*Bereitgestellter Auszug*
Miteinander für ein offenes und menschenfreundliches Europa
Als das Miteinander für Europa am 31. Oktober 1999 ins Leben gerufen wurde, dem Tag der Unterzeichnung der gemeinsamen Erklärung über die Rechtfertigungslehre, herrschte ein hoffnungsvolles Klima.
Ein wichtiges Zeichen der Einheit nach fast 500 Jahren der Trennung wurde gesetzt. Verschiedene geistliche Gemeinschaften und Bewegungen aus evangelischen und der katholischen Kirche trafen sich im ökumenischen Lebenszentrum in Ottmaring, um zu überlegen, wie diese grundlegende Erklärung rezipiert werden könne. Diese Erklärung musste sich auch im Alltag auswirken und durfte nicht nur ein Text bleiben. Karl Barth sprach davon, dass der Christ in der einen Hand die Bibel und in der anderen die Zeitung tragen müsse.
Die Christen hatten in den Jahrhunderten seit der Reformation Martin Luthers und anderer Reformatoren durch ihre Spaltungen und Streitigkeiten immer wieder schwerwiegende Konflikte ausgelöst oder konnten dadurch ihre Mission als Werkzeug der Einheit und des Friedens nur unzureichend erfüllen. Die Spaltungen waren ein trauriges Zeichen der Schwäche angesichts dramatischer Entwicklungen, deren Höhepunkte im 20. Jahrhunderts mit den beiden Weltkriegen und dem Abgrund der Shoah erreicht wurden.
Trotzdem waren Christen immer wieder glaubwürdige Zeugen. Johannes Paul II. sprach in der Ankündigung des Jubiläums des Jahres 2000 davon, dass die Kirche unserer Zeit wieder und wie niemals zuvor zu einer Kirche der Märtyrer geworden ist. Das sei, so der polnische Papst, der die Unterdrückung der Kirche in seiner Biographie selbst erlebt hatte, ein ökumenisches Phänomen gewesen. Nicht nur weil es alle Konfessionen betrifft, sondern auch weil die Christen bei den Verfolgungen in den Gulags und Konzentrationslagern schon eine Einheit im Leiden gelebt haben, die wir noch aufbauen müssen. Andrea Riccardi hat diese Geschichte eindrucksvoll in seinem Buch „Salz der Erde, Licht der Welt“ dargestellt.

*Gespeicherte Einträge*
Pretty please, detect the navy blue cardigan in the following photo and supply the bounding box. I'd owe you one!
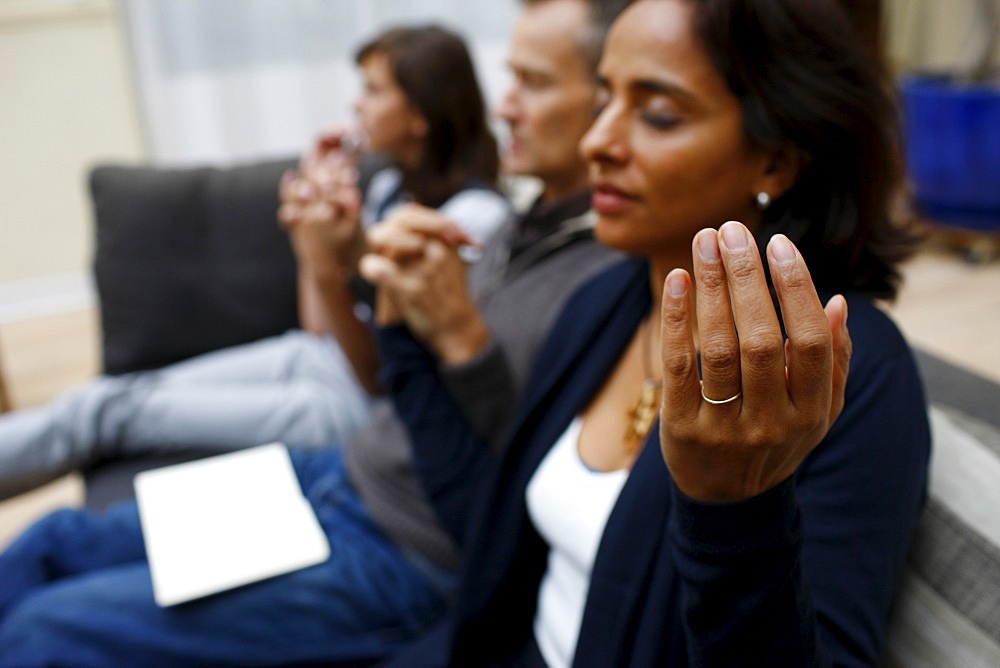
[380,260,930,666]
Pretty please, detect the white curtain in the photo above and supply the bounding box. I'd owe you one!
[122,0,519,165]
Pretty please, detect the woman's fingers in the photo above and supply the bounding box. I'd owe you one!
[660,269,702,424]
[720,221,786,414]
[767,234,833,420]
[660,222,851,501]
[824,295,853,424]
[692,229,743,408]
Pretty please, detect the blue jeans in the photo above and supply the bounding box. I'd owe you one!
[0,330,375,498]
[0,450,448,665]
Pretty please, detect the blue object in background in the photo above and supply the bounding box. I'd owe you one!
[901,76,1000,231]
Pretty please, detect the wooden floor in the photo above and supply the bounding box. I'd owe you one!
[0,240,1000,547]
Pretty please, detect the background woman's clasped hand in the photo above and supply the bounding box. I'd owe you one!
[359,209,489,363]
[278,130,366,276]
[660,221,851,502]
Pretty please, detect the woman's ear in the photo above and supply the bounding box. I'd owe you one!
[753,147,806,200]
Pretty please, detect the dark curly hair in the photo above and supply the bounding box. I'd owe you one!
[355,25,500,207]
[684,0,918,299]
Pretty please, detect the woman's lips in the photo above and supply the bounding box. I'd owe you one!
[591,183,635,214]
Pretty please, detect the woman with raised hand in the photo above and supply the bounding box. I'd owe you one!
[372,0,930,666]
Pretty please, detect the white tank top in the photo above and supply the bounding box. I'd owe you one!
[525,417,628,667]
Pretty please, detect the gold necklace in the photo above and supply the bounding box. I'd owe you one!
[623,320,660,455]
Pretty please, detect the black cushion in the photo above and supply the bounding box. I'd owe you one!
[90,159,298,374]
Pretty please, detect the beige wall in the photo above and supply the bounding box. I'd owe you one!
[883,0,1000,70]
[0,0,144,288]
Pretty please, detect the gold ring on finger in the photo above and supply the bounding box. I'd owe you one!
[700,381,743,406]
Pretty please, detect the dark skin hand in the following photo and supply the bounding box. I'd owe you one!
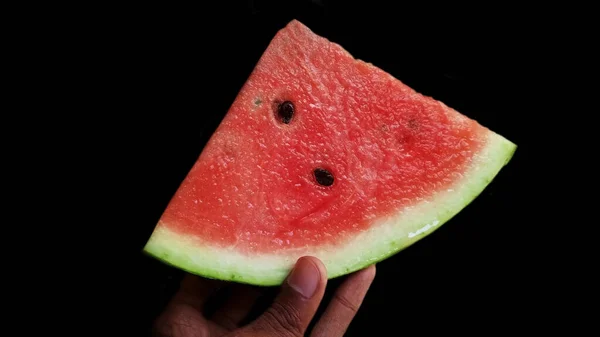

*Aufgaben*
A) An welchem Datum wurde das Miteinander für Europa laut dem Auszug ins Leben gerufen?
B) Geben Sie aus dem Auszug über das Miteinander für Europa alles von „Miteinander für ein“ bis hinunter zu „ein hoffnungsvolles Klima.“ wortgetreu wieder.

*Ergebnisse*
A) Am 31. Oktober 1999.

B)
Miteinander für ein offenes und menschenfreundliches Europa
Als das Miteinander für Europa am 31. Oktober 1999 ins Leben gerufen wurde, dem Tag der Unterzeichnung der gemeinsamen Erklärung über die Rechtfertigungslehre, herrschte ein hoffnungsvolles Klima.